─── Material shown

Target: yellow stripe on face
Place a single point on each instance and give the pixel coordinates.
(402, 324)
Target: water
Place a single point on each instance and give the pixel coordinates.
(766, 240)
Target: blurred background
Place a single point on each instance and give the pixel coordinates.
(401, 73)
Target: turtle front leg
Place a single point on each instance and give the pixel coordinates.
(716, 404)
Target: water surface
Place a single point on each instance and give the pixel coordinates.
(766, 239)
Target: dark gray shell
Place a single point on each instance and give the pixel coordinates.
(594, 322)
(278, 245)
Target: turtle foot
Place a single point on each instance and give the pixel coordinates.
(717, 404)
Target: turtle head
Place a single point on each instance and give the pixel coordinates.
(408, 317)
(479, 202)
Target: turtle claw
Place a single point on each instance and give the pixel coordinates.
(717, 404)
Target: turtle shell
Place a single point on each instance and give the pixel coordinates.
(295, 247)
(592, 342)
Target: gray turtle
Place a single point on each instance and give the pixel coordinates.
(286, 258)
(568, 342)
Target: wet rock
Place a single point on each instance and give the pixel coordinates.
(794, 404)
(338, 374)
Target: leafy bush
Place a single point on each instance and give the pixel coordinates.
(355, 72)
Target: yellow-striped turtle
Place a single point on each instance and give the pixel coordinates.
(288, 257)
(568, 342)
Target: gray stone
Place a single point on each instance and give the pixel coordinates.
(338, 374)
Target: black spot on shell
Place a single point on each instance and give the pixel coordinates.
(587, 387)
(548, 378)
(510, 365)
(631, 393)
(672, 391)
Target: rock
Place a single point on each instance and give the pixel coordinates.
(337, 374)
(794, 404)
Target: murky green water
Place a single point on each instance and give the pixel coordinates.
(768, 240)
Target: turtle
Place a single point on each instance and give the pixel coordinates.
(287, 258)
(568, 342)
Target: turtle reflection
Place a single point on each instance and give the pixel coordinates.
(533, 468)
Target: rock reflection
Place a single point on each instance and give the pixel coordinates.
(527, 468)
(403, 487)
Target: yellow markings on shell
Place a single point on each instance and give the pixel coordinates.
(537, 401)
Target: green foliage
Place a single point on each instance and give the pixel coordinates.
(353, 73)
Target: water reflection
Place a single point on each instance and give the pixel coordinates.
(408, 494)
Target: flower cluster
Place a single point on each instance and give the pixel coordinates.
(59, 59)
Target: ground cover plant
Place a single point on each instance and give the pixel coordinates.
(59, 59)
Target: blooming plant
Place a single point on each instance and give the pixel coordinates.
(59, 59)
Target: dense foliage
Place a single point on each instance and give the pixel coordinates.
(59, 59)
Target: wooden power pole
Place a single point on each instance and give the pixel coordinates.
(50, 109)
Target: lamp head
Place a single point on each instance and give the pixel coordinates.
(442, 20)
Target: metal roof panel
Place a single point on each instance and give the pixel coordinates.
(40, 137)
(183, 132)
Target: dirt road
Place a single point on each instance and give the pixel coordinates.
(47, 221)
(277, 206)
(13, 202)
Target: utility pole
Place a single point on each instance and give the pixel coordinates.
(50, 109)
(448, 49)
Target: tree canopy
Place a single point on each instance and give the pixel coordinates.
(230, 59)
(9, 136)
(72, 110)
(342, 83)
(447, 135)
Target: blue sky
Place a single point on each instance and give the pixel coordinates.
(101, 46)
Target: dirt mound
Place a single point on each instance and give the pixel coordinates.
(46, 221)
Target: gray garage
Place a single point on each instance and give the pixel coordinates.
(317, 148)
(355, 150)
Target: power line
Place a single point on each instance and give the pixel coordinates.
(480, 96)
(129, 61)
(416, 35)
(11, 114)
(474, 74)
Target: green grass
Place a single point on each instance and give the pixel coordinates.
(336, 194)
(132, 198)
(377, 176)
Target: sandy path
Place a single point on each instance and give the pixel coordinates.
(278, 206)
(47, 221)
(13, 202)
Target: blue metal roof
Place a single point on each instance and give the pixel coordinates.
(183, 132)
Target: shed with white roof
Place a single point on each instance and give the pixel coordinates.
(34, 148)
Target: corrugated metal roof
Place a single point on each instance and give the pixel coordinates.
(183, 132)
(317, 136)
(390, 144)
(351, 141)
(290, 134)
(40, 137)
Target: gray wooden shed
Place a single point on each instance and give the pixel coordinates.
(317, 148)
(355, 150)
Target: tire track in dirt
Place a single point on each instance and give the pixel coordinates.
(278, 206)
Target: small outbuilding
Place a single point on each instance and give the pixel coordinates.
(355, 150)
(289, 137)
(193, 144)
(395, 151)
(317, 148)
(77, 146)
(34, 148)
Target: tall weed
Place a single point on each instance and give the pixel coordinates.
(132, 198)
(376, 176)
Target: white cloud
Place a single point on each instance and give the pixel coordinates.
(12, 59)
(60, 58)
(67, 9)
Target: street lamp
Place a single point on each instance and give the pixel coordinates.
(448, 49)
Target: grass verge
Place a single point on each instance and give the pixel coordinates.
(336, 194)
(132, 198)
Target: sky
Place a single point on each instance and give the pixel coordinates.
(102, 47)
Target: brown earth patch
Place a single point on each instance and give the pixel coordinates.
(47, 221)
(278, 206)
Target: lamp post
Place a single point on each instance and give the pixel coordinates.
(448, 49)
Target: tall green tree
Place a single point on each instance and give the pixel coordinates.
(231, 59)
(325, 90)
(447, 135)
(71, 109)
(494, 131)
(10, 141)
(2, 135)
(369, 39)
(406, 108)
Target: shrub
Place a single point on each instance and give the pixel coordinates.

──────

• _Problem description_:
Filter the data above down to lines with the word "gray", and copy them.

• _Expected output_:
Target: dark gray shell
Target: gray turtle
Target: gray stone
Target: gray garage
Target: gray wooden shed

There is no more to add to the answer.